Start of Extract provided

Alok Ranjan, B.Optom

Fellow Optometrist, Dr Shroff’s Charity Eye Hospital, New Delhi, India


Glaucoma is a group of disorders that damages the optic nerve, which is essential for good visual performance. This damage is often caused by an abnormally high intraocular pressure.

To prevent glaucomatous damage, it is very important to have a regular eye examination after the age of 40 years especially for those who have a history of glaucoma in their bloodline.

This article belongs to the effect of high altitude on intraocular pressure.

Intraocular pressure swing at higher altitude has been the subject of controversy for many years.(1) In recent times, several groups’ observations about intraocular pressure have shown increased intraocular pressure, while others show decreased intraocular pressure, normal intraocular pressure and even a reduction in intraocular pressure that occurred within hours of ascent and recovered during adaptation period. The process of these changes remains unanswered.(1) The effect of altitude on intraocular pressure and its significance may be hampered by several factors.Failure to correct central corneal thickness, which increases significantly at high altitudes can artificially swing intraocular pressure.(1)The higher altitude, the exposure duration as well as physical activity appears to play crucial role in the effect of high altitude on intraocular pressure.(1)

Hypobaric hypoxia at very high altitude causes small but statically significant changes in intraocular pressure that are regulated by systemic oxygen saturation. Climbs to very high altitude seem to be safe with regard to intraocular pressure changes.(2)

Intraocular pressure changes significantly in the ascent phases (0.58mmHg/100m) and recovered (0.71mmHg/100m) during adaptation and descent phases. Intraocular pressure changes are related to hypoxia induced respiratory alkalosis and adaptation stages.(3) Filtration surgery of primary open angle glaucoma patients in one eye may be protective against intraocular pressure fluctuations associated with ascent to high altitudes. Non-operated eye shows the increased intraocular pressure in every 1000 metre is 1.73 mmHg but there is no significant changes of intraocular pressure in filtration surgery done eye.(4)

Some studies on intraocular pressure changes of healthy low landers at different altitude levels showed significant decrease in intraocular pressure at high altitude of approx. 3,000-5,000 metre above sea-level whereas increase in intraocular pressure at extreme altitude of over 5,500 metre above sea-level with duration of exposure more than 72 hours.(5)

End of Extract provided

What you should do: From the article on altitude and intraocular pressure, copy everything from "Glaucoma is a" down to "high intraocular pressure.", keeping every word and punctuation mark unchanged.

Start of Data extract

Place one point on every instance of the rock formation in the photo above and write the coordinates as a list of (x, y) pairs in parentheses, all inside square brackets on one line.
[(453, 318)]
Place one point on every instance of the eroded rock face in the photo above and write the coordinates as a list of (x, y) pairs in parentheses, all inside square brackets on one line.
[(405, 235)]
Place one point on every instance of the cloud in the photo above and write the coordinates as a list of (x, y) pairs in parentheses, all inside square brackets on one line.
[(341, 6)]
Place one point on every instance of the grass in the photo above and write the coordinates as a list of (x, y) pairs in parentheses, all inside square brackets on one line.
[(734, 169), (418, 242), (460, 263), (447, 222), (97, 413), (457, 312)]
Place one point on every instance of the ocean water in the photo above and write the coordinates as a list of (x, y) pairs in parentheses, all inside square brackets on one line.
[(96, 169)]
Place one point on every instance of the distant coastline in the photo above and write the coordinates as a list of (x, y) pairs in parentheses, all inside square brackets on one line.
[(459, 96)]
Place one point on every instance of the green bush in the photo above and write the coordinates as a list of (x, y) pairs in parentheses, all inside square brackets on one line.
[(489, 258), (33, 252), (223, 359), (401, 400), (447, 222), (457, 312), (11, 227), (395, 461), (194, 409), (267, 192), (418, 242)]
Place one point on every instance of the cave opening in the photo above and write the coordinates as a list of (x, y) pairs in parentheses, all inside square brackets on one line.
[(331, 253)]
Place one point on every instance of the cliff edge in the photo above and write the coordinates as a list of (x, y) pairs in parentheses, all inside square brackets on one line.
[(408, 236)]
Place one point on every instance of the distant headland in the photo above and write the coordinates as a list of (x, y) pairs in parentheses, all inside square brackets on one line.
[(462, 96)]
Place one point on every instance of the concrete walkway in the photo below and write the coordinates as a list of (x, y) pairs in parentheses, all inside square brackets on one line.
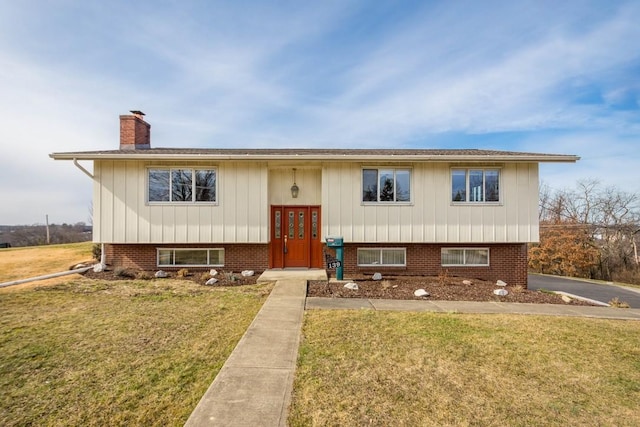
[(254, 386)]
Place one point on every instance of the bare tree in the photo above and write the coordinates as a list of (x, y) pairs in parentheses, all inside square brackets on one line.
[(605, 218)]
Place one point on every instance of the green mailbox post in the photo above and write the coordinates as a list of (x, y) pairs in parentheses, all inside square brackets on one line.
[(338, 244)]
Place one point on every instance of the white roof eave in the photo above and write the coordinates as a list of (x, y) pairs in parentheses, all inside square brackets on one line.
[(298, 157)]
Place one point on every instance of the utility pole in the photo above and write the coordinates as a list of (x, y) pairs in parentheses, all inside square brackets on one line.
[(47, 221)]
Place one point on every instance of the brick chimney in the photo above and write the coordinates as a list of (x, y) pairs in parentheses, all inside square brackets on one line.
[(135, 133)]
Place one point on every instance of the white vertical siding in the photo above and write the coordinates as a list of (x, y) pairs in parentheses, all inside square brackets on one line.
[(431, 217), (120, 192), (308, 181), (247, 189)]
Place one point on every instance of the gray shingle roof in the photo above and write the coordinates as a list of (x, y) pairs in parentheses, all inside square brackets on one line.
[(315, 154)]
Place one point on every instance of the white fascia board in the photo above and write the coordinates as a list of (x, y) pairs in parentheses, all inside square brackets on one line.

End of Data extract

Task answer:
Glaucoma is a group of disorders that damages the optic nerve, which is essential for good visual performance. This damage is often caused by an abnormally high intraocular pressure.